**Problem to work on**
Put every line of the material below into a two-column Markdown table headed "Row" and "Material line", numbering the rows and omitting blank lines. Leave the pictures out of the table.

**Excerpted data**
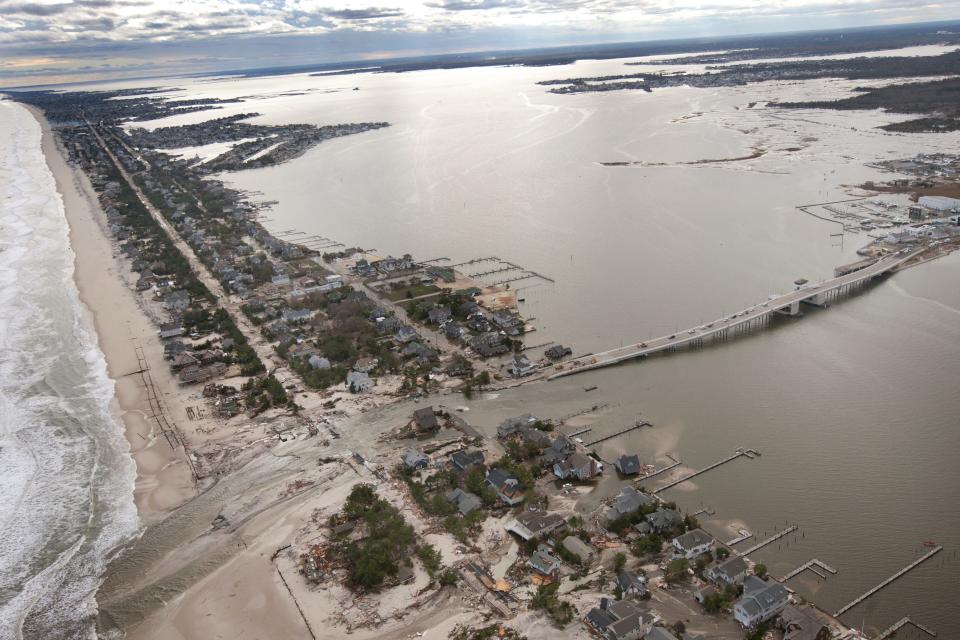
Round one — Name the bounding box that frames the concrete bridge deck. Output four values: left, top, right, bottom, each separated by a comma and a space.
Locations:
547, 250, 919, 380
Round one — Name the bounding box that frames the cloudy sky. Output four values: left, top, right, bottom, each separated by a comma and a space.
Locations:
0, 0, 960, 86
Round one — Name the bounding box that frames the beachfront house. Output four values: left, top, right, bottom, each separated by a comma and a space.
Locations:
733, 576, 790, 629
673, 529, 714, 560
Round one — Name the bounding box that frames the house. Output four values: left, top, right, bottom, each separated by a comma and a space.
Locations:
584, 598, 653, 640
307, 354, 330, 369
446, 489, 483, 516
643, 627, 677, 640
470, 332, 510, 358
427, 307, 452, 324
543, 344, 573, 360
413, 407, 440, 432
345, 371, 373, 393
704, 556, 749, 586
450, 451, 483, 472
353, 358, 380, 373
617, 571, 647, 597
563, 536, 595, 566
163, 289, 190, 311
605, 487, 654, 522
613, 454, 640, 476
527, 544, 561, 579
673, 529, 714, 560
780, 604, 830, 640
486, 468, 524, 507
733, 576, 790, 629
647, 509, 683, 534
504, 511, 566, 540
497, 413, 537, 440
693, 584, 719, 604
393, 325, 420, 344
510, 355, 537, 378
553, 452, 603, 480
402, 449, 430, 469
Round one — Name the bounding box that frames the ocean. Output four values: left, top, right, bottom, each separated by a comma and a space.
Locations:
0, 101, 138, 640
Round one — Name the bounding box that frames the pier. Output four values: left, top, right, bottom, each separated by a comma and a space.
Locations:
833, 546, 943, 618
779, 558, 837, 582
876, 618, 937, 640
635, 456, 680, 483
583, 420, 653, 447
547, 250, 920, 380
736, 524, 799, 557
653, 449, 759, 492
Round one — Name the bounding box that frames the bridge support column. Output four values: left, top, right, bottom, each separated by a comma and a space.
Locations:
804, 293, 830, 309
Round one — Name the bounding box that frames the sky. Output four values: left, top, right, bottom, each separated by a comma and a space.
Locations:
0, 0, 960, 87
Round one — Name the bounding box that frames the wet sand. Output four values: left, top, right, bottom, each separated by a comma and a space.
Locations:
30, 108, 194, 523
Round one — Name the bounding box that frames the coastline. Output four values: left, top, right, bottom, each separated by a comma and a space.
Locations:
30, 105, 195, 525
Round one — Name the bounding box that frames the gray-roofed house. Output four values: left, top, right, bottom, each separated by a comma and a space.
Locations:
704, 556, 749, 585
527, 544, 561, 578
643, 627, 677, 640
605, 487, 653, 522
733, 576, 790, 629
613, 454, 640, 476
413, 407, 440, 431
447, 489, 483, 516
403, 449, 430, 469
563, 536, 595, 566
450, 450, 483, 471
486, 467, 524, 507
553, 452, 602, 480
673, 529, 714, 560
617, 571, 647, 597
497, 413, 537, 439
504, 511, 566, 540
307, 354, 330, 369
647, 509, 683, 533
345, 371, 373, 393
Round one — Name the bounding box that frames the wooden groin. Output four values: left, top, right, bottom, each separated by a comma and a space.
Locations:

**Full output**
| Row | Material line |
|---|---|
| 1 | Round one — Name the bounding box that frames the concrete bridge deck. Output four values: left, top, right, bottom, each separated by a comma and a space. |
| 2 | Locations: |
| 3 | 547, 250, 919, 380 |
| 4 | Round one — Name the bounding box that frames the cloudy sky. Output four values: left, top, right, bottom, each separated by a comma and a space. |
| 5 | Locations: |
| 6 | 0, 0, 960, 86 |
| 7 | Round one — Name the bounding box that frames the beachfront house. Output four values: left, top, right, bottom, each separated by a comma and a space. |
| 8 | Locations: |
| 9 | 733, 576, 790, 629 |
| 10 | 673, 529, 714, 560 |
| 11 | Round one — Name the bounding box that frames the house. Output four values: left, top, right, bottom, each separated by a comma and a space. |
| 12 | Locations: |
| 13 | 584, 598, 653, 640 |
| 14 | 307, 354, 330, 369 |
| 15 | 446, 489, 483, 516 |
| 16 | 643, 627, 677, 640 |
| 17 | 470, 332, 510, 358 |
| 18 | 427, 307, 452, 324 |
| 19 | 543, 344, 573, 360 |
| 20 | 413, 407, 440, 432 |
| 21 | 345, 371, 373, 393 |
| 22 | 704, 556, 749, 586 |
| 23 | 450, 451, 483, 472 |
| 24 | 353, 358, 380, 373 |
| 25 | 617, 571, 647, 597 |
| 26 | 563, 536, 595, 566 |
| 27 | 163, 289, 190, 311 |
| 28 | 605, 487, 654, 522 |
| 29 | 613, 454, 640, 476 |
| 30 | 527, 544, 561, 579 |
| 31 | 673, 529, 714, 560 |
| 32 | 780, 604, 830, 640 |
| 33 | 486, 468, 524, 507 |
| 34 | 733, 576, 790, 629 |
| 35 | 647, 509, 683, 534 |
| 36 | 504, 511, 566, 540 |
| 37 | 497, 413, 537, 440 |
| 38 | 693, 584, 719, 604 |
| 39 | 393, 325, 420, 344 |
| 40 | 510, 355, 537, 378 |
| 41 | 553, 452, 603, 480 |
| 42 | 402, 449, 430, 469 |
| 43 | Round one — Name the bounding box that frames the ocean. Output four values: left, top, right, bottom, each separated by a comma and a space. |
| 44 | Locations: |
| 45 | 0, 101, 138, 640 |
| 46 | Round one — Name the bounding box that frames the pier. Output four values: left, top, right, bottom, each separated by a comma and a space. |
| 47 | Locations: |
| 48 | 833, 546, 943, 618 |
| 49 | 779, 558, 837, 582 |
| 50 | 876, 618, 937, 640 |
| 51 | 635, 456, 680, 483 |
| 52 | 583, 420, 653, 447 |
| 53 | 547, 250, 920, 380 |
| 54 | 736, 524, 799, 557 |
| 55 | 653, 449, 759, 492 |
| 56 | Round one — Name the bounding box that frames the bridge support column. Output four values: left, top, right, bottom, each separated by a comma and a space. |
| 57 | Locations: |
| 58 | 804, 293, 830, 309 |
| 59 | Round one — Name the bounding box that frames the sky. Output four values: left, top, right, bottom, each separated by a comma and a space. |
| 60 | Locations: |
| 61 | 0, 0, 960, 87 |
| 62 | Round one — Name the bounding box that frames the wet sand. Output four values: left, top, right, bottom, each separated by a comma and a space. |
| 63 | Locations: |
| 64 | 30, 108, 194, 523 |
| 65 | Round one — Name the bounding box that frames the coastline. Output four values: left, top, right, bottom, each separated by a comma and a space. |
| 66 | Locations: |
| 67 | 30, 105, 195, 525 |
| 68 | Round one — Name the bounding box that frames the gray-roofed house. Output four values: left, top, right, bottom, each separated by a comma and a space. |
| 69 | Locations: |
| 70 | 704, 556, 749, 585 |
| 71 | 527, 544, 561, 578 |
| 72 | 643, 627, 677, 640 |
| 73 | 605, 487, 653, 522 |
| 74 | 733, 576, 790, 629 |
| 75 | 613, 454, 640, 476 |
| 76 | 413, 407, 440, 431 |
| 77 | 447, 489, 483, 516 |
| 78 | 403, 449, 430, 469 |
| 79 | 563, 536, 595, 566 |
| 80 | 450, 450, 483, 471 |
| 81 | 486, 467, 524, 507 |
| 82 | 553, 452, 602, 480 |
| 83 | 673, 529, 714, 560 |
| 84 | 617, 571, 647, 597 |
| 85 | 497, 413, 537, 439 |
| 86 | 504, 511, 566, 540 |
| 87 | 307, 354, 330, 369 |
| 88 | 647, 509, 683, 533 |
| 89 | 345, 371, 373, 393 |
| 90 | Round one — Name the bounding box that frames the wooden groin. Output four values: left, top, right, bottom, each separated by a comma and a space. |
| 91 | Locations: |